_PROBLEM DETAILS_
Word for word, transcribe the data below.
** Opening RAW DATA block **
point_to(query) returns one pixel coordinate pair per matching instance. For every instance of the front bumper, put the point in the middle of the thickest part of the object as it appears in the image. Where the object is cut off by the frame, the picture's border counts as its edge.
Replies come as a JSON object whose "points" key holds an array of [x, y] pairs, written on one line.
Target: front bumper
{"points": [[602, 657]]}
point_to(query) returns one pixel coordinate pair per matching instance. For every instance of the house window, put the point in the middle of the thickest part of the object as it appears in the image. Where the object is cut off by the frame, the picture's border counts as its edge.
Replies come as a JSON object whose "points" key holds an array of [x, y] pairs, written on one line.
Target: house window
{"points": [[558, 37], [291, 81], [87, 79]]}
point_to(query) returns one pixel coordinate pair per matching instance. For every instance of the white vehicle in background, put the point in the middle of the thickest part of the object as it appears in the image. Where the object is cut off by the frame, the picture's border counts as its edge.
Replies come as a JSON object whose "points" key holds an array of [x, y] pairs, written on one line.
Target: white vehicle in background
** Closing RAW DATA block **
_ANSWER SECTION_
point_to(query) returns one pixel coordinate pair per matching instance. For every instance of the front bumper, put the point in the middle of the thickest part of the object as it appears in the image. Where the object is cut off by the frame, the picture's border counts as its edge.
Replies come as a JSON object whose "points" key holds an array of [x, y] pairs, written on one line.
Target: front bumper
{"points": [[602, 657]]}
point_to(query) returns one pixel coordinate pair per matching instance. For every instance of the house window, put the point in the middle of the thickest part of the object as it appears in the image. Where the object is cut off by the frame, the picture's border counts as its edge.
Replies come as a JSON object whose "points" key holds an array of [x, y] pairs, written on one line.
Target: house window
{"points": [[558, 37], [291, 81], [87, 79]]}
point_to(query) returns one pixel coordinate pair per matching instance. For every instance of the white vehicle in background, put the point in the middle of the thickest part of the object as it appears in the image. Where the object is cut off by the frame, the picture's border counts as its edge.
Replies come as a JSON object whose "points" key holds an array of [x, y] pairs, written on one line.
Target: white vehicle in background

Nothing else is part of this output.